- Consigne 1 -
Quelles sont toutes les locutions qui commencent par « Par » en tête de phrase dans le texte sur le départ du pape émérite ?
- Consigne 2 -
Dans le texte sur le départ du pape émérite, combien de temps restait-il avant la date limite du 28 février ?
- Consigne 3 -
Poursuivez en quelques phrases le texte sur le départ du pape émérite, à la suite de sa dernière phrase.

- Texte à lire -
# # # # # # #

Par pragmatisme, mais surtout pour avoir moins mal, je me suis dit que le temps allait passer et le rendre plus lointain. La radicalité de ses paroles : ne plus le voir et rester seulement uni par la prière, m'a fait prendre conscience qu'il quittait le devant de la scène, qu'il restait trois semaines avant la date buttoir du 28 février et qu'après on allait vers l'inconnu. Bizarrement je n'étais pas inquiète pour lui car il allait vers la vie qu'il voulait. Par contre devant son épuisement, cette fatigue qui l'accablait mais ne l'empêchait pas de remplir toutes les obligations fixées par lui jusqu'à son départ, mon anxiété était grande.

Par grâce notre pape émérite a bien récupéré et cette nouvelle vie lui convient.

# # # # # # #

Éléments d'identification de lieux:
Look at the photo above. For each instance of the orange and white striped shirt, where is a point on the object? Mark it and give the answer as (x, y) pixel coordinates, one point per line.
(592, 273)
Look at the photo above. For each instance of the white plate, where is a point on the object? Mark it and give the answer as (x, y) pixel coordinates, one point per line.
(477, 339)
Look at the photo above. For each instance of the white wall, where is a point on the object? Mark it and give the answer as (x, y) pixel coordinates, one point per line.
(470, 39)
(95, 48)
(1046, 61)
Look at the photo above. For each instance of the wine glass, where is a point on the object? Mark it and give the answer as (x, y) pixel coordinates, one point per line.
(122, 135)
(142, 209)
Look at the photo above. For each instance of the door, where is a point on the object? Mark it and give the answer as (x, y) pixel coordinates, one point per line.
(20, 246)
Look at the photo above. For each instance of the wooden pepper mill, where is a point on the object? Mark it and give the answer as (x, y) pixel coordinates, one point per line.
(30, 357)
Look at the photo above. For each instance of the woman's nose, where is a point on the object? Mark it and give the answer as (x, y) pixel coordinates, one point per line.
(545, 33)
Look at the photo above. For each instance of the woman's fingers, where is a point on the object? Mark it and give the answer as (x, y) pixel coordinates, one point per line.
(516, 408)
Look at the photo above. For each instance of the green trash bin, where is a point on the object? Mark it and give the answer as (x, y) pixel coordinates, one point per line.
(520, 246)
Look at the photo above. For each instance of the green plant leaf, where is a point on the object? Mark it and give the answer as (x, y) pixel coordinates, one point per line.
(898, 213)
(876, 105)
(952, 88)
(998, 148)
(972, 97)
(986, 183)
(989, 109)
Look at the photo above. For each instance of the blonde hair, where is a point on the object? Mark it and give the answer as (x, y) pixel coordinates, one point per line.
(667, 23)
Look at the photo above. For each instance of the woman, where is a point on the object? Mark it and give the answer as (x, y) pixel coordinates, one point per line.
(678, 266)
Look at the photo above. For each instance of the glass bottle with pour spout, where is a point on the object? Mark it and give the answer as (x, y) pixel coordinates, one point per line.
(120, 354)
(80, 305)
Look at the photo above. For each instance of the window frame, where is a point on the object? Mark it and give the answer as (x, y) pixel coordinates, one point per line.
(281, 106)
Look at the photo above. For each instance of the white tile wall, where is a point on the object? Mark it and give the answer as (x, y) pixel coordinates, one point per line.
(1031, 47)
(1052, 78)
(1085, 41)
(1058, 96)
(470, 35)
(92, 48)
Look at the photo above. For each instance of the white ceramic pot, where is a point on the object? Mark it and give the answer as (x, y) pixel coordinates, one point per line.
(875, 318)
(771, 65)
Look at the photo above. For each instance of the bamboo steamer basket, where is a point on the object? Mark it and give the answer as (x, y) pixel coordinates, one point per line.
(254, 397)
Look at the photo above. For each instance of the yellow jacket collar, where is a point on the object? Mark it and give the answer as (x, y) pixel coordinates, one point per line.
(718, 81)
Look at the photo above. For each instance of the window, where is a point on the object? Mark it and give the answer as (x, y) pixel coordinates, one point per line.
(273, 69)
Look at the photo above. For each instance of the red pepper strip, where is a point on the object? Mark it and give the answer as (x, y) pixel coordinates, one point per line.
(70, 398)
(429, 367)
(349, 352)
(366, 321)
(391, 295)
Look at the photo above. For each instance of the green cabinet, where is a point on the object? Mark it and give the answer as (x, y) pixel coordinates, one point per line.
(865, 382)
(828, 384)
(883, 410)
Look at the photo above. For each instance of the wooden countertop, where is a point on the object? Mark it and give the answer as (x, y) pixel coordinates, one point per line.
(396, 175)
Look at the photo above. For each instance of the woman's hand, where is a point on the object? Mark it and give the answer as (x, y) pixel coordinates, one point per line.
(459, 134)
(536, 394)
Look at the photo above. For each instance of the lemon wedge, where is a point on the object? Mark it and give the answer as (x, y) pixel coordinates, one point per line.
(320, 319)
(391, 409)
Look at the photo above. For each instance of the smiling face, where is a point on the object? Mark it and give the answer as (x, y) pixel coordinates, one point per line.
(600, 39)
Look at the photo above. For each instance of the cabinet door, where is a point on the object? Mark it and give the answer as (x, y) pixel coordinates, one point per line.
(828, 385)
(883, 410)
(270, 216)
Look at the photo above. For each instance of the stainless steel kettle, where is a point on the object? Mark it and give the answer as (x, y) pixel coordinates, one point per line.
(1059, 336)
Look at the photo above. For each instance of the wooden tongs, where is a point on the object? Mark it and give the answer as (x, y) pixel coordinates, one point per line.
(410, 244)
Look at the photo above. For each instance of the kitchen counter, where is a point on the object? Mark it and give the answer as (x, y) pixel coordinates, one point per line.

# # # # # # #

- Bonne réponse 1 -
« Par pragmatisme », « Par contre », « Par grâce »

- Bonne réponse 2 -
Trois semaines.

- Bonne réponse 3 -
Je regrette toujours son immense intelligence, son sourire, sa douceur empreinte de fermeté, son exquise courtoisir, sa finesse, sa distinction, son élégance, son humilité, sa prescience de l'avenir du monde et de l'Eglise, sa foi solide comme le roc, qu'il proposait en l'expliquant aux fidèles, à travers les Ecritures, la vie des Saints, les modèles plus simples à suivre mais riches de leur amour de l'Eglise. La liturgie n'était pas oubliée et le calendrier liturgique était expliqué avec précision pour le rattacher à la vie courante. Ses textes étaient ciselés et il y glissait, avec discrétion, des petits pans de cette vie qui était la sienne. Les "lectio divina", entre autres, étaient à écouter, à relire, à voir, les mains de pianiste accompagnant les paroles pour les renforcer, mieux les présenter, attirer sur des points bien précis l'attention de l'auditoire. J'ai en mémoire, la dernière avant la renonciation avec un pape épuisé, accueilli avec chaleur , enthousiasme par ses séminaristes et le texte qui coulait avec la limpidité d'une eau de source, des séminaristes écoutant comme des petits écoliers, certains un peu surpris devant tant de science et de paternelle exigence, l'applaudissement final, très long, un triomphe et pour finir le repas du soir pris avec eux comme d'habitude, on était le 8 février !.

Ce qui me manque aussi c'est son sens de la beauté, de la plus simple à la plus achevée, son amour de la musique. A la fin des concerts, le cadeau rêvé pour lui faire plaisir, son commentaire éclairé présentait les œuvres interprétées et les rendait claires à qui ne les avait bien suivies.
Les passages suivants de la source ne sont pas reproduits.